WRITTEN INSTRUCTION – Print the entries in full, word for word, but not the pictures.

+++

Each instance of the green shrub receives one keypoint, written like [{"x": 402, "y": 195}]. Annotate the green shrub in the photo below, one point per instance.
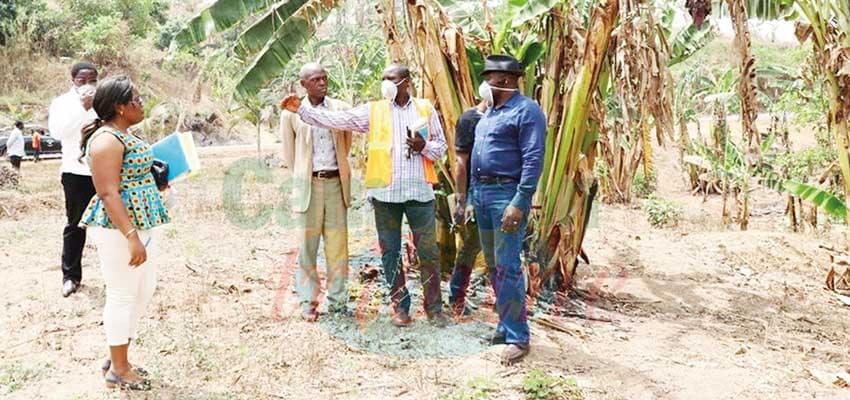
[
  {"x": 167, "y": 32},
  {"x": 102, "y": 40},
  {"x": 661, "y": 213},
  {"x": 538, "y": 385},
  {"x": 643, "y": 187}
]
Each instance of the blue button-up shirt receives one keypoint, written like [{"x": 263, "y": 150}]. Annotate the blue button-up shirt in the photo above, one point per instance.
[{"x": 510, "y": 142}]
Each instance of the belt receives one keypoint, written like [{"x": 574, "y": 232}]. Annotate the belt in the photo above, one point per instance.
[
  {"x": 326, "y": 174},
  {"x": 489, "y": 180}
]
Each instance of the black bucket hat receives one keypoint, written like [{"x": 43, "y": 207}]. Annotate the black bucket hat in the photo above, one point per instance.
[{"x": 502, "y": 63}]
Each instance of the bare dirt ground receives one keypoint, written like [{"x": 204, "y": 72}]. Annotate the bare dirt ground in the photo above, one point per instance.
[{"x": 698, "y": 311}]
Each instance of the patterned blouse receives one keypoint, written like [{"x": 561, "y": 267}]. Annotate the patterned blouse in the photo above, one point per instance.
[{"x": 138, "y": 189}]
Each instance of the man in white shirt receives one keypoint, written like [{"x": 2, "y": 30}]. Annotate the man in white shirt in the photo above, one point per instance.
[
  {"x": 66, "y": 117},
  {"x": 15, "y": 145},
  {"x": 320, "y": 196}
]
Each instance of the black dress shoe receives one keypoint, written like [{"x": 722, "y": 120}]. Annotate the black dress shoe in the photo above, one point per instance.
[
  {"x": 69, "y": 287},
  {"x": 495, "y": 338},
  {"x": 514, "y": 353}
]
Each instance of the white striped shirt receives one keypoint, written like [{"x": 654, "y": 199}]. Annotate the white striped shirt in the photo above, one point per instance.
[{"x": 408, "y": 176}]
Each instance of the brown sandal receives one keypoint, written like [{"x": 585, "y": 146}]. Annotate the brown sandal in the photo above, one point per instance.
[
  {"x": 107, "y": 364},
  {"x": 114, "y": 381}
]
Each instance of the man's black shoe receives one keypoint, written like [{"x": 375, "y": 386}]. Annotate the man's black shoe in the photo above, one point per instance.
[
  {"x": 495, "y": 338},
  {"x": 69, "y": 287}
]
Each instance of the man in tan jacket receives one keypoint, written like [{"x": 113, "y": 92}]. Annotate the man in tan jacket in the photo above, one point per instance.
[{"x": 320, "y": 196}]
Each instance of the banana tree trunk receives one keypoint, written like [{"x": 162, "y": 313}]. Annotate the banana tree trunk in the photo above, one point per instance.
[
  {"x": 746, "y": 84},
  {"x": 570, "y": 187},
  {"x": 830, "y": 47}
]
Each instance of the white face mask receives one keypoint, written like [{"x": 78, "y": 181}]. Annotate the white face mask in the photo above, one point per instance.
[
  {"x": 485, "y": 91},
  {"x": 389, "y": 89},
  {"x": 85, "y": 89}
]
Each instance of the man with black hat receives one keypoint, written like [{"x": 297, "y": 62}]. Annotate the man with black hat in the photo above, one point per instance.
[
  {"x": 507, "y": 159},
  {"x": 66, "y": 117}
]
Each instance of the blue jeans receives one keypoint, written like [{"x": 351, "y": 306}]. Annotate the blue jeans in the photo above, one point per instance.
[
  {"x": 421, "y": 216},
  {"x": 502, "y": 253}
]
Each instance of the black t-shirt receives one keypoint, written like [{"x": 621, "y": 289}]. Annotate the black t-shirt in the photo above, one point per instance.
[{"x": 465, "y": 134}]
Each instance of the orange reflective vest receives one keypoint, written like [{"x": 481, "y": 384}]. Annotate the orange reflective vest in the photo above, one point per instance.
[{"x": 379, "y": 163}]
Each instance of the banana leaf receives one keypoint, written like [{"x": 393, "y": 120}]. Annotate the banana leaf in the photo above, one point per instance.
[
  {"x": 258, "y": 34},
  {"x": 527, "y": 10},
  {"x": 820, "y": 198},
  {"x": 689, "y": 41},
  {"x": 219, "y": 16},
  {"x": 284, "y": 45}
]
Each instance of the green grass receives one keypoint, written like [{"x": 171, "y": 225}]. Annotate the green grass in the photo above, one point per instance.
[
  {"x": 480, "y": 388},
  {"x": 538, "y": 385},
  {"x": 662, "y": 213},
  {"x": 14, "y": 376}
]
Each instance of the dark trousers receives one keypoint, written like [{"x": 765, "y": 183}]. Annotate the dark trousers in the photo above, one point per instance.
[
  {"x": 16, "y": 162},
  {"x": 502, "y": 253},
  {"x": 464, "y": 262},
  {"x": 421, "y": 217},
  {"x": 79, "y": 190}
]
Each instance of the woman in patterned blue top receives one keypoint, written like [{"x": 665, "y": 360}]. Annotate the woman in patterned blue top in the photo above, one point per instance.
[{"x": 122, "y": 220}]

+++

TASK ANSWER –
Each instance of the green shrub receives one keypoint, written like [{"x": 402, "y": 195}]. Annotate the green shrub in the photo below, one point per instance.
[
  {"x": 167, "y": 32},
  {"x": 102, "y": 40},
  {"x": 661, "y": 213},
  {"x": 538, "y": 385},
  {"x": 643, "y": 187}
]
Each instance of the blue button-up shirt receives one keypoint, written like [{"x": 263, "y": 150}]. Annotate the blue button-up shirt in the photo above, one point per instance.
[{"x": 510, "y": 142}]
Each instance of the belt receives one keypoint, written like [{"x": 574, "y": 232}]. Annotate the belt in the photo above, one point per instance.
[
  {"x": 326, "y": 174},
  {"x": 489, "y": 180}
]
Each instance of the black bucket hat receives one keypoint, written like [{"x": 43, "y": 207}]. Annotate the black bucket hat in the photo above, one point per instance.
[{"x": 502, "y": 63}]
Each instance of the bare dirt ground receives one keypoint, written like [{"x": 204, "y": 72}]. Annotate the bare dirt ground in the photo above, one point per instance.
[{"x": 698, "y": 311}]
Each instance of the patterned blouse receives one keypoint, written like [{"x": 561, "y": 267}]. Annotate the patterned blouse in the photo above, one point per instance.
[{"x": 138, "y": 189}]
Each instance of the man in white shirt receives one keypoint, written like [{"x": 2, "y": 30}]. Annotate the man in white shirt in the photo above, one point per instance.
[
  {"x": 66, "y": 117},
  {"x": 15, "y": 145},
  {"x": 320, "y": 196}
]
Each instance of the black dress shoe receives one keypoint, written like [{"x": 722, "y": 120}]. Annotate the black dress shoe in the photo above, one point per instance.
[
  {"x": 69, "y": 287},
  {"x": 495, "y": 338},
  {"x": 514, "y": 353}
]
Each instance of the white striped shirt receives one keypoint, written like [{"x": 654, "y": 199}]. Annotate the white striped shirt in the photo above, one point per instance.
[{"x": 408, "y": 176}]
Each instance of the brown sandal receives one keypoint, written like [{"x": 585, "y": 146}]. Annotate the brown sandal in the photo above, one point per instance.
[
  {"x": 107, "y": 364},
  {"x": 114, "y": 381}
]
Each instance of the man's black shoe receives one keypoint, written like [{"x": 375, "y": 386}]. Annotate the man's black shoe in the photo above, one point per instance.
[
  {"x": 495, "y": 338},
  {"x": 69, "y": 287}
]
Each instance of the man in tan jacket receives one keypoint, written like [{"x": 113, "y": 92}]. Annotate the man in tan jacket in the photo above, one point per instance.
[{"x": 320, "y": 196}]
Each instance of the banana tree trunk receives one keypoint, written like [{"x": 162, "y": 313}]. Annotate the banana tree trunk in the photo above, one point per instance.
[
  {"x": 746, "y": 84},
  {"x": 570, "y": 187},
  {"x": 830, "y": 47}
]
Each instance of the white face mask receives one keypoint, written like [{"x": 78, "y": 181}]. Annotate the white face mask in the photo above, one point per instance.
[
  {"x": 485, "y": 91},
  {"x": 389, "y": 89},
  {"x": 85, "y": 89}
]
Each instance of the man with black hat receives one keypoint, written like [{"x": 297, "y": 62}]. Annotate the man with black hat in the photo above, one point per instance.
[
  {"x": 507, "y": 159},
  {"x": 66, "y": 117}
]
Each instance of the blue jeans receives one keypoint, written like [{"x": 351, "y": 306}]. Annotate the blue jeans in the photo above, one point per instance.
[
  {"x": 421, "y": 216},
  {"x": 502, "y": 253}
]
Each instance of the black t-shirt receives one keypoint, written like [{"x": 621, "y": 289}]. Annotate the black t-shirt in the photo above, one point per instance.
[{"x": 465, "y": 134}]
Each instance of the orange reflective vest receives one keypoint, written like [{"x": 481, "y": 384}]. Annotate the orange reflective vest in the photo above, one point per instance.
[{"x": 379, "y": 163}]
Each instance of the banana leaf receives one keypoint, written like [{"x": 393, "y": 120}]. Annotate the banana leaf in the photo above, one point per instance.
[
  {"x": 258, "y": 34},
  {"x": 527, "y": 10},
  {"x": 820, "y": 198},
  {"x": 689, "y": 41},
  {"x": 219, "y": 16},
  {"x": 284, "y": 45}
]
Each instance of the green grass receives one keypoint, written like [{"x": 171, "y": 225}]. Annotate the green grass in the photo above, one point per instance.
[
  {"x": 480, "y": 388},
  {"x": 538, "y": 385},
  {"x": 662, "y": 213},
  {"x": 14, "y": 376}
]
Each instance of the dark trousers receives one keypoint, written like [{"x": 765, "y": 183}]. Annotate the dark trousers in the photo above, one point per instance.
[
  {"x": 16, "y": 162},
  {"x": 502, "y": 253},
  {"x": 464, "y": 262},
  {"x": 421, "y": 217},
  {"x": 79, "y": 190}
]
Each instance of the woman in patterned blue top receives one keypoint, written like [{"x": 665, "y": 360}]. Annotate the woman in patterned blue top in the photo above, one point per instance.
[{"x": 122, "y": 220}]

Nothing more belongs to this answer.